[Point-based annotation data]
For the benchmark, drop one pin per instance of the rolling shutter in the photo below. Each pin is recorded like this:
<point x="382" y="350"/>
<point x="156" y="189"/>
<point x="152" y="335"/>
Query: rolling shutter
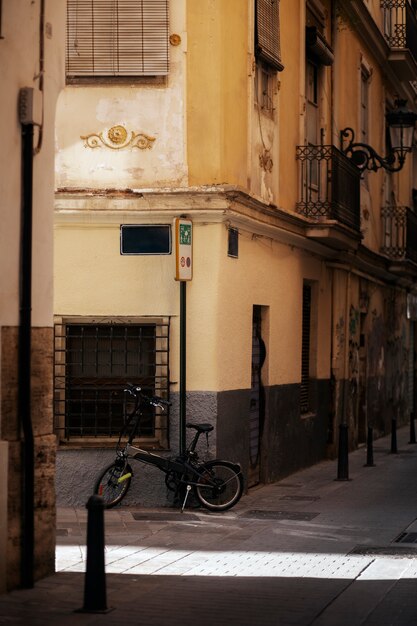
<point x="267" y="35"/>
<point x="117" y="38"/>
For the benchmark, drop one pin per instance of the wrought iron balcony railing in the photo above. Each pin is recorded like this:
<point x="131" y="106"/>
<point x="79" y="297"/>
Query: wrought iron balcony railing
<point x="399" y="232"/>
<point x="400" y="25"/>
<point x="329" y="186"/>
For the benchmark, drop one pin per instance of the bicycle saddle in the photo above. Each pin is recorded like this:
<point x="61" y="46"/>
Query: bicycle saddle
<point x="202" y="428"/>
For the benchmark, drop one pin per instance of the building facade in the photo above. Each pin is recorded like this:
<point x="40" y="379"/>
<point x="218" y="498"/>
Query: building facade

WHAT IS REQUIRED: Repeat word for word the lines of the rows, starting with the line that contains "For the benchmark, drop one pin per instance of the building" and continuing through the last line of the rows.

SOLUTION TO THIS TASK:
For the benchmark, drop one pin per instance of the building facade in the photo above. Each pin is recorded like this:
<point x="40" y="379"/>
<point x="218" y="498"/>
Query: building facade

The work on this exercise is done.